Try it:
Write out all the entries below without any change.

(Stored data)
___
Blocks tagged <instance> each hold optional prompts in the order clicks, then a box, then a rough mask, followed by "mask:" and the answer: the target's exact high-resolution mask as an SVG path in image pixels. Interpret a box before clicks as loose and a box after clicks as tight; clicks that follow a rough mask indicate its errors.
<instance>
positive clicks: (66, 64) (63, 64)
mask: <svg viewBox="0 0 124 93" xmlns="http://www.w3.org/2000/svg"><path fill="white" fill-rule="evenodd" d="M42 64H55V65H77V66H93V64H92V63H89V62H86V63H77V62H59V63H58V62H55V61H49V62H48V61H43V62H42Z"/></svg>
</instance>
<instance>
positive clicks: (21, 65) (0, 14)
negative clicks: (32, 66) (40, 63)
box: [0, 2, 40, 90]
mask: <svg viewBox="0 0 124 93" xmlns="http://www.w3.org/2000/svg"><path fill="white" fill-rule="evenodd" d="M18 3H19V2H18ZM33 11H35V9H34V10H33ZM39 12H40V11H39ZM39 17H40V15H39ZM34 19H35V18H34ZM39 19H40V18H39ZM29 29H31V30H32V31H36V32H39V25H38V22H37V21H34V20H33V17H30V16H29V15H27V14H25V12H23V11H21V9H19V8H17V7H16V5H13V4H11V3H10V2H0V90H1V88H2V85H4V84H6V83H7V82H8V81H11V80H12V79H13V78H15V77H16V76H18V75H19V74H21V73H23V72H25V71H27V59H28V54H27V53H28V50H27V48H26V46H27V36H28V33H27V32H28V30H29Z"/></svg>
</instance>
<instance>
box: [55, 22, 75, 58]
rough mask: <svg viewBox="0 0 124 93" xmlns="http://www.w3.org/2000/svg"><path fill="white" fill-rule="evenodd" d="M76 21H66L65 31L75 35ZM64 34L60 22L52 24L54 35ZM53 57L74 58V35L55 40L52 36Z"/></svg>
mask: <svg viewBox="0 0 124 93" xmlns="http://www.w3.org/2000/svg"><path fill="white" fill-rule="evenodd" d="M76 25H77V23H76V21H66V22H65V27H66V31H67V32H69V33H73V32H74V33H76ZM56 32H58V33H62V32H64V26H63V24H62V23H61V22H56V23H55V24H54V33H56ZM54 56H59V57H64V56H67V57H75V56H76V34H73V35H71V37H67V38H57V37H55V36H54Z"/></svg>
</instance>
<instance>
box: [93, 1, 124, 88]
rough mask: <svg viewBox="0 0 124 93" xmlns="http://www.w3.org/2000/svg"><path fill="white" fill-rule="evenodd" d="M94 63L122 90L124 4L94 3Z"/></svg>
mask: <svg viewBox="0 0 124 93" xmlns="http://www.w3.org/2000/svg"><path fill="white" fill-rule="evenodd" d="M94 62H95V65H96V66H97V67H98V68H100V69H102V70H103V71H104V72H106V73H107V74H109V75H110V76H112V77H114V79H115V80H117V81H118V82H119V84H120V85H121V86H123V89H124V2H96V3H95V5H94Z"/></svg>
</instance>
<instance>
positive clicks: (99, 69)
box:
___
Reply:
Blocks tagged <instance> each hold optional prompts in the order clicks, then a box, then a rough mask, followed by "mask:" and the answer: the target's exact high-resolution mask as an SVG path in image pixels. Interpret a box before clicks as loose and a box after clicks as tight; clicks that follow a rough mask indicate its errors.
<instance>
positive clicks: (66, 64) (63, 64)
mask: <svg viewBox="0 0 124 93" xmlns="http://www.w3.org/2000/svg"><path fill="white" fill-rule="evenodd" d="M42 64H55V65H77V66H93V64H92V63H89V62H86V63H77V62H59V63H58V62H55V61H49V62H48V61H43V62H42Z"/></svg>
</instance>
<instance>
positive clicks: (21, 65) (0, 14)
negative clicks: (32, 66) (40, 63)
box: [0, 2, 40, 90]
mask: <svg viewBox="0 0 124 93" xmlns="http://www.w3.org/2000/svg"><path fill="white" fill-rule="evenodd" d="M18 3H19V2H18ZM33 11H35V9H34V10H33ZM39 12H40V11H39ZM39 17H40V15H39ZM34 19H35V18H34ZM39 19H40V18H39ZM29 29H31V30H32V31H36V32H39V25H38V22H37V21H34V20H33V17H30V16H29V15H27V14H25V12H23V11H21V9H19V8H17V7H16V5H13V4H11V3H10V2H0V90H1V88H2V85H4V84H6V83H7V82H8V81H11V80H12V79H13V78H15V77H16V76H18V75H19V74H21V73H23V72H25V71H27V59H28V54H27V53H28V50H27V48H26V46H27V36H28V33H27V32H28V30H29Z"/></svg>
</instance>
<instance>
box: [55, 22, 75, 58]
rough mask: <svg viewBox="0 0 124 93" xmlns="http://www.w3.org/2000/svg"><path fill="white" fill-rule="evenodd" d="M76 21H66L65 31L75 35ZM64 34L60 22L52 24L54 35ZM53 57L74 58V35L55 40L52 36Z"/></svg>
mask: <svg viewBox="0 0 124 93" xmlns="http://www.w3.org/2000/svg"><path fill="white" fill-rule="evenodd" d="M76 25H77V23H76V21H66V22H65V27H66V31H67V32H69V33H73V32H74V33H76ZM56 32H58V33H62V32H64V26H63V24H62V23H61V22H56V23H55V24H54V33H56ZM54 56H59V57H64V56H67V57H75V56H76V34H73V35H71V37H67V38H57V37H55V36H54Z"/></svg>
</instance>
<instance>
box: [93, 1, 124, 88]
rough mask: <svg viewBox="0 0 124 93" xmlns="http://www.w3.org/2000/svg"><path fill="white" fill-rule="evenodd" d="M94 63L122 90L124 4L94 3Z"/></svg>
mask: <svg viewBox="0 0 124 93" xmlns="http://www.w3.org/2000/svg"><path fill="white" fill-rule="evenodd" d="M94 62H95V65H96V66H97V67H98V68H100V69H102V70H103V71H104V72H106V73H107V74H109V75H110V76H112V77H114V79H115V80H117V81H118V82H119V84H120V85H121V86H123V89H124V2H96V3H95V5H94Z"/></svg>
</instance>
<instance>
positive clicks: (99, 69)
box:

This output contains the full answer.